Aim of the exercise:
Pull out every item below and reproduce each of its lines word for word.

Extracted items
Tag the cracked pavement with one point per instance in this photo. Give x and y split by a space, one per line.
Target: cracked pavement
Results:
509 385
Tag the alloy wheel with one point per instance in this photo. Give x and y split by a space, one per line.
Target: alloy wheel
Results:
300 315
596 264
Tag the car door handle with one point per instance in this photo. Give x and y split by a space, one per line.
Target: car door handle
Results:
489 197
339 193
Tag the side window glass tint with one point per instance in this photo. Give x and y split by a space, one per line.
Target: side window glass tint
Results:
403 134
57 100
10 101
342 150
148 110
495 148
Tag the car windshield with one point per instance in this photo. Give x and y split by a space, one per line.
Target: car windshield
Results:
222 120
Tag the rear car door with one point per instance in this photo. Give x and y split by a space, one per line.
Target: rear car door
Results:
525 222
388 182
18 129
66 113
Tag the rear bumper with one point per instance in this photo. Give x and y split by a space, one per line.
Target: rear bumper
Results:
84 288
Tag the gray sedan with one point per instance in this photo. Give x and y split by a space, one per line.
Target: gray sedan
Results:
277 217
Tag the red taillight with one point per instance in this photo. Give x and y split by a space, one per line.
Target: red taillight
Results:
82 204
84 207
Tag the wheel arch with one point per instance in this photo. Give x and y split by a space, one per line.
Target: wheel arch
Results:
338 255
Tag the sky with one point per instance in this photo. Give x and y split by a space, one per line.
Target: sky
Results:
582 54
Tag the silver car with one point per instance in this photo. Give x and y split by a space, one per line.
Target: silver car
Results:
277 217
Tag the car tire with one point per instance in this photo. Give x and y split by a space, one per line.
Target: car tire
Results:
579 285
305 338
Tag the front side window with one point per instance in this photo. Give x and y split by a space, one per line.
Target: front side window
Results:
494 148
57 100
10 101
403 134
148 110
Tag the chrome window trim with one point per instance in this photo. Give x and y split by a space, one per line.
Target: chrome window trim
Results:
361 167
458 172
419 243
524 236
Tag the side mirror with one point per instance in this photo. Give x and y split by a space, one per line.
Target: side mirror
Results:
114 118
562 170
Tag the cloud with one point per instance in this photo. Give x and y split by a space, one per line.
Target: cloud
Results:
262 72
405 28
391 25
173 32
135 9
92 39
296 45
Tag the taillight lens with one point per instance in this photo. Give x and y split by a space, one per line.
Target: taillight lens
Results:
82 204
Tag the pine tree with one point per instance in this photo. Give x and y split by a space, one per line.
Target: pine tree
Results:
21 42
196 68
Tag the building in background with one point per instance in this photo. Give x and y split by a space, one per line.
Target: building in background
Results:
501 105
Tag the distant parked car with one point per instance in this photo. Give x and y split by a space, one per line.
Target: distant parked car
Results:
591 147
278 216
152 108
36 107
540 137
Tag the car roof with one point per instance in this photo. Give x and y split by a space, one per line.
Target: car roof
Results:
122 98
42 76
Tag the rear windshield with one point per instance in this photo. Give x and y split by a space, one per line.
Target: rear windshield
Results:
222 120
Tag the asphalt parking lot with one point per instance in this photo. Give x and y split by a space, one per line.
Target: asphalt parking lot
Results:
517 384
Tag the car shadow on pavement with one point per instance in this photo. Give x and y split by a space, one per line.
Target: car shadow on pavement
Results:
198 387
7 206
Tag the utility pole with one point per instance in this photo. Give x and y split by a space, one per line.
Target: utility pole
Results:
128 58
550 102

Expected answer:
Tag the cracked pavement with one point per instance in this photo. Give x and y split by a space, one per line.
Target: cracked pavement
Results:
509 385
Tag the alloy wheel with one point per instance in this photo. Give x and y split by a space, one per line.
Target: alloy wheel
Results:
300 315
596 264
Tag the car door handle with one point per instance in this photo. Give x and y split by a space, one per line.
Target: car door handle
Results:
489 197
339 193
Tag the side window glass tint with one point per instance in this photo. Give x and y split by a space, one per line.
Target: side window glass tint
Results:
403 134
57 100
10 101
342 150
148 110
495 148
Tag the car windshield with one point per instance in this photo. Give x and y split by a space, one per line.
Target: car windshield
Results:
222 120
Tag the rear car door with one point per instance in this photo. Give x and y split by a space, one per line.
Target: rear car door
Results:
525 222
388 182
18 129
66 113
Tag the rear bumper with one point per instance in this photo. Give x and y split by a space, one per line.
Target: rear bumper
Results:
84 288
Tag the gray sedan with one point per instance in this photo. Give x and y split by a space, one per line.
Target: gray sedan
Results:
277 217
Tag the red taillight with one point per instance in this photo. Give x and y split by a space, one per line.
Target: red taillight
Results:
82 204
84 207
Tag the wheel arch with one point per instance in this photo. Give x and y split by a space, one per line.
Target: wheel arch
Results:
338 255
Tag the sky with one point per instance in this photo. Give x and y split by a space, one per line.
Target: sky
Results:
582 54
Tag the silver car with one point per instance in this photo. Give x and y split by a space, one per line.
Target: silver car
Results:
277 217
Tag the car tire with one point per instance in this photo. Give x and y split by a space, one per line.
Target: car tire
Results:
579 285
305 338
Tag the front side window with one point per instance in this photo. Give x and y split by a space, one per line.
Target: front side window
Results:
494 148
57 100
10 101
403 134
148 110
Tag the chrome window trim with one point per instance in this photo. Give x and y split by a space, one per line.
Target: chrome window trim
Results:
361 167
458 172
419 243
524 236
Tag the side mirror with one point per instance in this photo. Give x and y split by a space, one per line.
Target: side mirror
Results:
114 118
562 170
Tag the cloud with one point per instance in this photo. Give x and y split by a space, one per line.
Target: cloud
Results:
262 72
405 28
391 25
173 32
135 9
92 39
296 45
Tag the taillight lens with one point per instance in this photo. Give x and y split by a space, one per line.
Target: taillight lens
Results:
82 204
Tag the pine tree with one point per instance in this photo. Give x and y split by a space, one per line.
Target: pine tree
Results:
21 42
196 68
Tag the building in background with one point per instance in this photo. Give x and y split by a space, one per line.
Target: building in background
Results:
501 105
Tag the distant parked car with one point per instance in this photo. Give x and y split by a space, one per line.
Target: distant parked car
Results:
591 147
278 216
152 108
36 107
540 137
Tag the car roof with one point per instance in this photo. Give x and y split by a space, one per line.
Target: car roof
Results:
122 98
42 76
Tag the rear windshield with one point per instance in this photo. Give x and y split by a space, one per line.
Target: rear windshield
Results:
222 120
Tag the asphalt parking lot with one point per instance in this photo. Give x and y split by a space, one per line.
Target: asphalt parking lot
Results:
517 384
Tag the car shadow on pavement with one point per instance in this photo. Give x and y split by a space, one per line.
Target: car shadow on pavement
Results:
198 387
7 206
Tag the utility pole with one point per instance in this photo. Give x and y split by a space, one per line.
Target: utility pole
Results:
128 58
550 102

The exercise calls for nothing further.